Task — Would you transcribe all of the data exactly, down to the last character?

Supplied material —
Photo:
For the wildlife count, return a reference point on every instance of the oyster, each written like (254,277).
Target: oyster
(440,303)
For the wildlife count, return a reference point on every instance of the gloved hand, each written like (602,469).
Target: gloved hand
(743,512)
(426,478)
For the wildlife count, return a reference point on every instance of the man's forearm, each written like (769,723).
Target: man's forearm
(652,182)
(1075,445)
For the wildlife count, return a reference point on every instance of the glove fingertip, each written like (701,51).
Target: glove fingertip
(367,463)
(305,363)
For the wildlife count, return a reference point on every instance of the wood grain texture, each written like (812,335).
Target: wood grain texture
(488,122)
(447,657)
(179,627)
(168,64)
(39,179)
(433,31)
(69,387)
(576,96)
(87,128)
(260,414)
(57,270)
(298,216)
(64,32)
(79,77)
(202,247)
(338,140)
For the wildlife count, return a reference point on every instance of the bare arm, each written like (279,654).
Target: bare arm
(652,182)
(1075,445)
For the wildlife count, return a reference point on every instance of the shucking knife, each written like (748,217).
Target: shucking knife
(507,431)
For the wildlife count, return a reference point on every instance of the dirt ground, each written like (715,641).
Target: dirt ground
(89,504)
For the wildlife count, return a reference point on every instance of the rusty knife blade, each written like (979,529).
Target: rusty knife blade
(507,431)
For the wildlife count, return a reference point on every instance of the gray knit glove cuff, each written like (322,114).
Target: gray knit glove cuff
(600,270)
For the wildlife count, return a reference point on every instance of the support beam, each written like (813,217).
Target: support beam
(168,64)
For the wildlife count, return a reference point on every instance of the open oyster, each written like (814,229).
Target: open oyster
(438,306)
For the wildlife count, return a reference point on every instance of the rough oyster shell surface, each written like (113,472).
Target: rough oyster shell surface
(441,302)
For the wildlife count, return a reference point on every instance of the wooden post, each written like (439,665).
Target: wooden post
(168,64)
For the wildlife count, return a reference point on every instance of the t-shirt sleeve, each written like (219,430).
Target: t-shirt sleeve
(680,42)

Response box —
Photo:
For the wildlife count, return a reference point on every instance of the oyster, each written like (254,277).
Target: oyster
(440,303)
For the wildlife count, return a reference point on every instance of the gloved hand, each written like (602,469).
Target: gloved hand
(743,512)
(426,478)
For the wildlife count, return a reference point on every instance of the man's forearm, each written like (769,723).
Target: man's forearm
(652,182)
(1075,445)
For the wildlife count, return a reference point on every instance of the glove fingertip, each written like (701,51).
Target: glove fingertip
(367,463)
(305,363)
For the wildlife count, return a reference point on every instance of the wood grain texture, each written like (812,335).
Target: wood grain texture
(488,122)
(447,657)
(179,627)
(168,64)
(39,179)
(433,31)
(69,387)
(576,96)
(87,128)
(260,414)
(57,270)
(298,216)
(64,32)
(79,77)
(202,247)
(338,140)
For the wildlife count, return a reference point on every instance of the bare arm, each written like (279,654).
Target: bare arm
(652,182)
(1075,445)
For the wildlife count, return a reference point on every instance of the shucking knife, each written like (748,217).
Target: shucking knife
(507,431)
For the wildlife count, return a reference point on every instance of the dirt ground, each written like (715,641).
Target: dirt ground
(89,504)
For the wildlife count, return a reference point on every instance of the rusty knife blade, each written like (979,529).
Target: rusty knife blade
(507,431)
For the wildlife count, return a reference point on every instance of the gray knit glove cuff, each written like (322,114).
Target: gray knit glove cuff
(600,270)
For the wildlife count, return a reference point on every instance of the support beam, each written like (813,217).
Target: support beam
(168,64)
For the wildlife count, return a reference point on every instance of the open oyster, each written like (814,229).
Target: open oyster
(438,306)
For the wildlife count, return a reference point on every instance of the rough oyster shell surface, each written like (113,472).
Target: rough oyster shell surface
(441,302)
For the wildlife count, return a reference point on every instance of the wooden post, each written like (439,665).
Target: wooden post
(168,64)
For the wildlife count, return a reference point on every instance of the t-shirt sleeve, each written like (219,430).
Target: t-shirt sleeve
(680,42)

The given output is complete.